[Data entries]
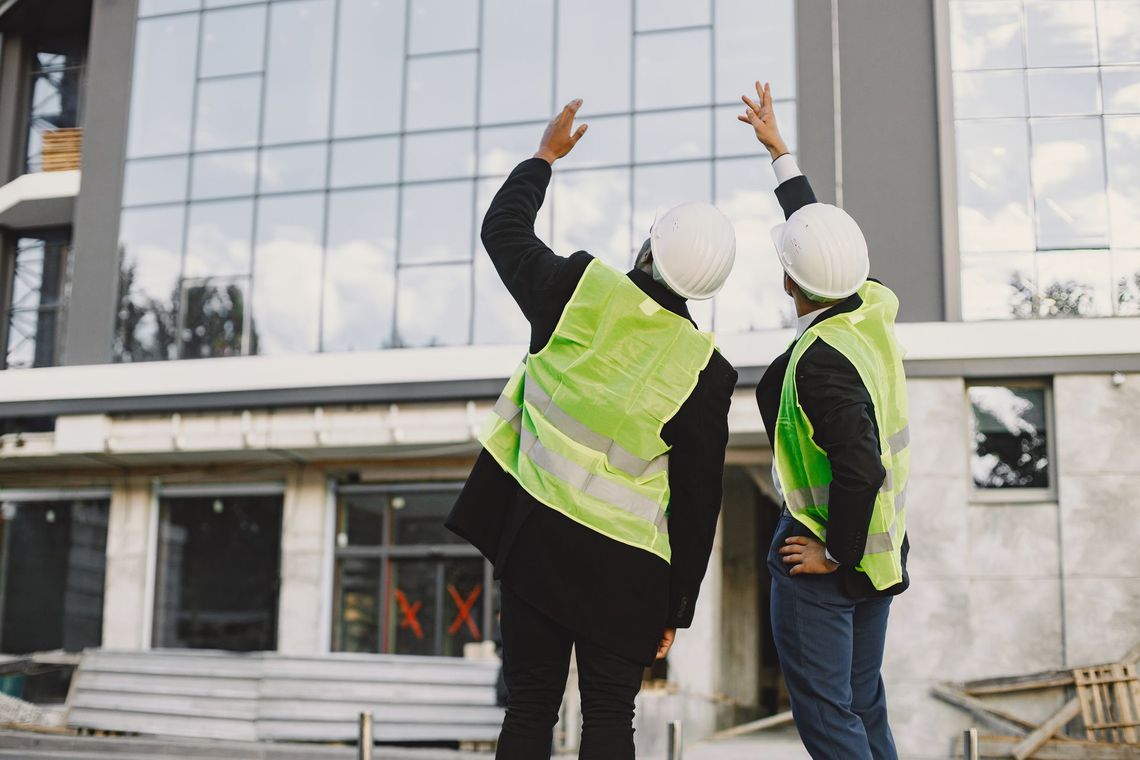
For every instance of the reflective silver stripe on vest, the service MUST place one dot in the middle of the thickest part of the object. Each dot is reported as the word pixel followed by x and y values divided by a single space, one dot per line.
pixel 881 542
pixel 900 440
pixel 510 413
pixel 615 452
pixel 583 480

* _STATED TASK_:
Switch "silver" to "gold" in the rows above and write them out again, with nothing else changed. Leave the pictures out.

* _OUTPUT OF THE TASK_:
For every instance of the reflective gold stripe on vest, the service MUST place one dot in the middle of the thickest part of the object. Each dot is reported as the word pixel followed by x and y values divided by a single space, one dot per line.
pixel 881 542
pixel 900 440
pixel 510 413
pixel 615 452
pixel 583 480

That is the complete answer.